- **Given problem**:
Report every line of the rows below that contains the word "strap", copying each such line in full.

- **Supplied entries**:
▼

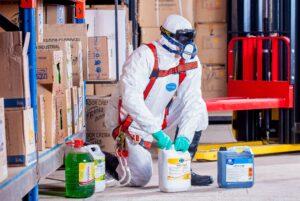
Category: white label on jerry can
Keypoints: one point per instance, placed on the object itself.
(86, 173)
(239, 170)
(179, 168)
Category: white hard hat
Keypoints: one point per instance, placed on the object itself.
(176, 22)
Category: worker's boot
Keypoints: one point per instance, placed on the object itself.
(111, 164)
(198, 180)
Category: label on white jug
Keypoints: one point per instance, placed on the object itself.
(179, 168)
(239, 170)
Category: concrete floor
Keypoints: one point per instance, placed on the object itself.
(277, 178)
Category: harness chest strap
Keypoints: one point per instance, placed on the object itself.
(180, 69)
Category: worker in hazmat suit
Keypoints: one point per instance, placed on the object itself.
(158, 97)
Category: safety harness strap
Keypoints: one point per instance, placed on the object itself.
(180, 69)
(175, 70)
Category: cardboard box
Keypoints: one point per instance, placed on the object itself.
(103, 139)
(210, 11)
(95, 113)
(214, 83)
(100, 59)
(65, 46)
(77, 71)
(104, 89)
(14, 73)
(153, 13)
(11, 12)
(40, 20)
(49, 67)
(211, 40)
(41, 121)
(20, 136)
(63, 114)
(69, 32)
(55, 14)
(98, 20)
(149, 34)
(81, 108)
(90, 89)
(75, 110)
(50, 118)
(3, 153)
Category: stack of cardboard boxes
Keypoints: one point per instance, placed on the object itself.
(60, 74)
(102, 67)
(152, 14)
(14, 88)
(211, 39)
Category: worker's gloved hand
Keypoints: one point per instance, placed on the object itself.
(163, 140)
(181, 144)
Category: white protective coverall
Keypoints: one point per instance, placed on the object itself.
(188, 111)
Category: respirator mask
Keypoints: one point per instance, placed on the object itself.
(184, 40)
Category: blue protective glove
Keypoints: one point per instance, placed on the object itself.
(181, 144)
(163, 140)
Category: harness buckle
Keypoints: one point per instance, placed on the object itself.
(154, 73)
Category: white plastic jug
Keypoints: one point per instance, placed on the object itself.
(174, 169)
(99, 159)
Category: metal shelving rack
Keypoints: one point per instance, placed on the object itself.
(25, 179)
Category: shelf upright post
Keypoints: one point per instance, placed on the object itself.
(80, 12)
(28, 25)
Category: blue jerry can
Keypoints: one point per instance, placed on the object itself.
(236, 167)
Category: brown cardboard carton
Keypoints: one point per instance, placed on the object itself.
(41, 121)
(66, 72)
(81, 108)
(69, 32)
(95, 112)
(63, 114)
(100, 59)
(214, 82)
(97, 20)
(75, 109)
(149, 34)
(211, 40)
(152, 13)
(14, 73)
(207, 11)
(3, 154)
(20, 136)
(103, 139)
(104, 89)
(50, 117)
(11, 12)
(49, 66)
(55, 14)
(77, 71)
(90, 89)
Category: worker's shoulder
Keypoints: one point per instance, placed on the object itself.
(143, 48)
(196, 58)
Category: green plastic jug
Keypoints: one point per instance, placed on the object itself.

▲
▼

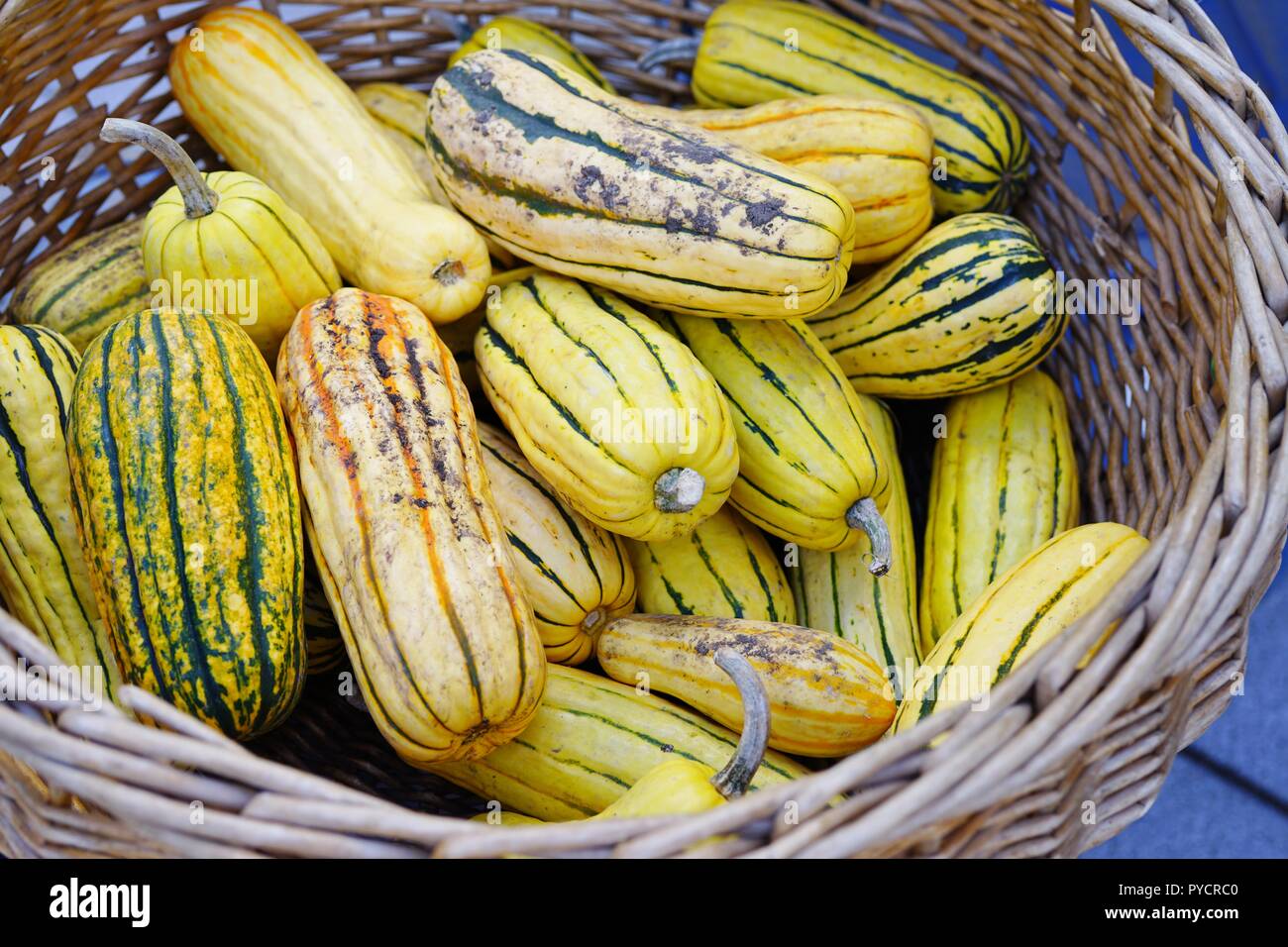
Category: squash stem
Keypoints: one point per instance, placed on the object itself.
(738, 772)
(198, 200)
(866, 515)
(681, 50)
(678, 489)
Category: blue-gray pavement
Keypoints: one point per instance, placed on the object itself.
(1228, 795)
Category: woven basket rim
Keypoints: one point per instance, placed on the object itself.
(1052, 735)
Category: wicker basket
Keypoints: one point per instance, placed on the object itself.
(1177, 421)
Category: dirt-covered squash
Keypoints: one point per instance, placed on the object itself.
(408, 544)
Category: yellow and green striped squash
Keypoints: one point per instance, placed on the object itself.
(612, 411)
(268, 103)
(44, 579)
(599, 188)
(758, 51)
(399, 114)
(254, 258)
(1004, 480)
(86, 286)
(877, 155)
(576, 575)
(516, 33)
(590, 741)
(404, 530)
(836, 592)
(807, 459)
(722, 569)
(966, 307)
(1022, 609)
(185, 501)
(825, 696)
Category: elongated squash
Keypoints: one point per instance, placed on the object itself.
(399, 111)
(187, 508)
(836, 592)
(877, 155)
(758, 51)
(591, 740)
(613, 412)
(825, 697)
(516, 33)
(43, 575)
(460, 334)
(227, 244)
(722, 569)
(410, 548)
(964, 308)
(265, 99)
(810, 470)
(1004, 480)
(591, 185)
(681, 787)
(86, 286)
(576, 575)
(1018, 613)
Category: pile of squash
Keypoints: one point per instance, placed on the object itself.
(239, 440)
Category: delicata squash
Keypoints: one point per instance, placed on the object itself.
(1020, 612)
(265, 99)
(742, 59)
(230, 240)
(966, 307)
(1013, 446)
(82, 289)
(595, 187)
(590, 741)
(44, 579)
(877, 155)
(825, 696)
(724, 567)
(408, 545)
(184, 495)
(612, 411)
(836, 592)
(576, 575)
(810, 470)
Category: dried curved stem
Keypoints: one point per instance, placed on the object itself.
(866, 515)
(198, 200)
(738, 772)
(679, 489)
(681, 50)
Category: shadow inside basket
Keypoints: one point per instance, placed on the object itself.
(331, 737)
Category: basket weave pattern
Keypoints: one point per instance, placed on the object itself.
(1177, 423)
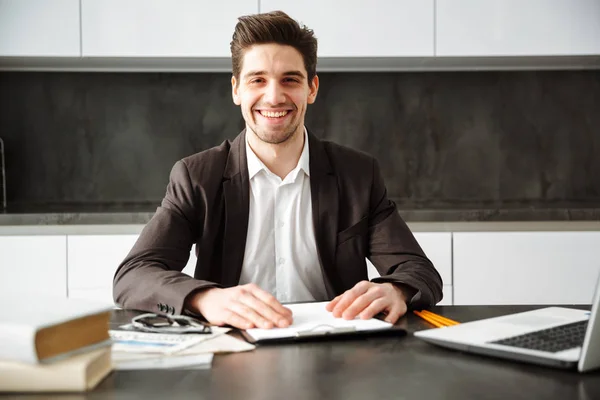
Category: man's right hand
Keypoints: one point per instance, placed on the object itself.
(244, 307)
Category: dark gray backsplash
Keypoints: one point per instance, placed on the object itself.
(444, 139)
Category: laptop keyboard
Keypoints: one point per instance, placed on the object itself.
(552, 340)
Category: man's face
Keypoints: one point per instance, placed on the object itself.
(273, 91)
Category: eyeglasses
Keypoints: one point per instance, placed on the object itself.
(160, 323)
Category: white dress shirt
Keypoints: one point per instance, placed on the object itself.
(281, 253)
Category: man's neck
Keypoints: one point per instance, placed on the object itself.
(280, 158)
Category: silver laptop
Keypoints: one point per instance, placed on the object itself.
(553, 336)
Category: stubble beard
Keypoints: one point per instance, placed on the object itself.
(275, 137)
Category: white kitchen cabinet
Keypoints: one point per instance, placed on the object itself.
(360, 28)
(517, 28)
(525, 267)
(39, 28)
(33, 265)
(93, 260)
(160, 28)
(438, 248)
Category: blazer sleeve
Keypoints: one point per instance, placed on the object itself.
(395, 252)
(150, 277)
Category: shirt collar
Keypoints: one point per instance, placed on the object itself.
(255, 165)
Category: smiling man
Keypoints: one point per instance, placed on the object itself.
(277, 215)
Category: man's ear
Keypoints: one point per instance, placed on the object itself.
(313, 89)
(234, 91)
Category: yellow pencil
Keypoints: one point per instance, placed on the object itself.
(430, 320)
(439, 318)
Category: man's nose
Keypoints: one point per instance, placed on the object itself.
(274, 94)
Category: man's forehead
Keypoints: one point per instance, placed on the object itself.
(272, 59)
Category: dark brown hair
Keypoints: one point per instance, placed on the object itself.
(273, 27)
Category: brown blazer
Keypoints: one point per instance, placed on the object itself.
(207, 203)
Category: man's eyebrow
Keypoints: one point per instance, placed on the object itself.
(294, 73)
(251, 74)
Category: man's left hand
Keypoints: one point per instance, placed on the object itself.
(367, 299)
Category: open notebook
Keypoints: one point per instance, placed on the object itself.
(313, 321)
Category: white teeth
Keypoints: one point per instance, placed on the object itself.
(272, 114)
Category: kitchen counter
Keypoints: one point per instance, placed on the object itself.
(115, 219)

▲

- **Task result**:
Category: harness chest strap
Category: safety harness strap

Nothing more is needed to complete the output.